### [EXERCISE]
Copy out all lines from the material that contain the string "rough".

### [RECORDED DATA]

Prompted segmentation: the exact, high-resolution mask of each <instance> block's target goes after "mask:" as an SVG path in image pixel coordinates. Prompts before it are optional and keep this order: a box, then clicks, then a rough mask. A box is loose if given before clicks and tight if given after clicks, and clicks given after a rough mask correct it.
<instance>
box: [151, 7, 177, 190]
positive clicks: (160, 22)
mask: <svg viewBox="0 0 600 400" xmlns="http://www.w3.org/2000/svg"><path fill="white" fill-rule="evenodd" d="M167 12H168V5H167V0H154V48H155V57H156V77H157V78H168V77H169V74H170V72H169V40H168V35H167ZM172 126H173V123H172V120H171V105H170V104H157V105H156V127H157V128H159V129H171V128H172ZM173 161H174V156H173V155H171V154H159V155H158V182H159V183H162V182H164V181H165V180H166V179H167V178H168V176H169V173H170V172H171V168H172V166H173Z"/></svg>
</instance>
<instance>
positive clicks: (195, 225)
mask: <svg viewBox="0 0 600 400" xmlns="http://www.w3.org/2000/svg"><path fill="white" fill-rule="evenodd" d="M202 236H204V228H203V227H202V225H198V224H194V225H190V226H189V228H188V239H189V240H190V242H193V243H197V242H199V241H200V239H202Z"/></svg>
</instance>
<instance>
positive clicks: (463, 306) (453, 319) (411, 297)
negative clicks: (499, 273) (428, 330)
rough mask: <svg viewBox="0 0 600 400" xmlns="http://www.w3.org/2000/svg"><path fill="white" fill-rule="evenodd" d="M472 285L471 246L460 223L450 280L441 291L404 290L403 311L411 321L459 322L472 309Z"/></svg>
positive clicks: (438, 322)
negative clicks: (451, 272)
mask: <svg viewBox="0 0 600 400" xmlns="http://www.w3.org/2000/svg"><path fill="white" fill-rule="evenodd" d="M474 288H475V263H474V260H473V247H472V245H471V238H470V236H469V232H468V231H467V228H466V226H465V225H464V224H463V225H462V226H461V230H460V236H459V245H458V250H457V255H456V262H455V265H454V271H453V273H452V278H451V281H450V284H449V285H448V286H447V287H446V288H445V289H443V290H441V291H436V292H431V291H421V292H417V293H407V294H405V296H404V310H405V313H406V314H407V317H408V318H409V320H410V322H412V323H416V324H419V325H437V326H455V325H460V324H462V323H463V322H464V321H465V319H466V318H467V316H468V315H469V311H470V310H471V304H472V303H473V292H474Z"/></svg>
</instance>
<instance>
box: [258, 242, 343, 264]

### [TASK ANSWER]
Prompted segmentation: the exact, high-resolution mask of each <instance> block's target goes after "mask:" as an SVG path in image pixel coordinates. Prompts before it are optional and keep this order: a box, then clicks, then a rough mask. A box is loose if given before clicks and tight if given after clicks, and clicks given after a rough mask correct it.
rough mask: <svg viewBox="0 0 600 400" xmlns="http://www.w3.org/2000/svg"><path fill="white" fill-rule="evenodd" d="M472 285L471 246L460 223L450 280L441 291L404 290L403 311L411 321L459 322L472 309Z"/></svg>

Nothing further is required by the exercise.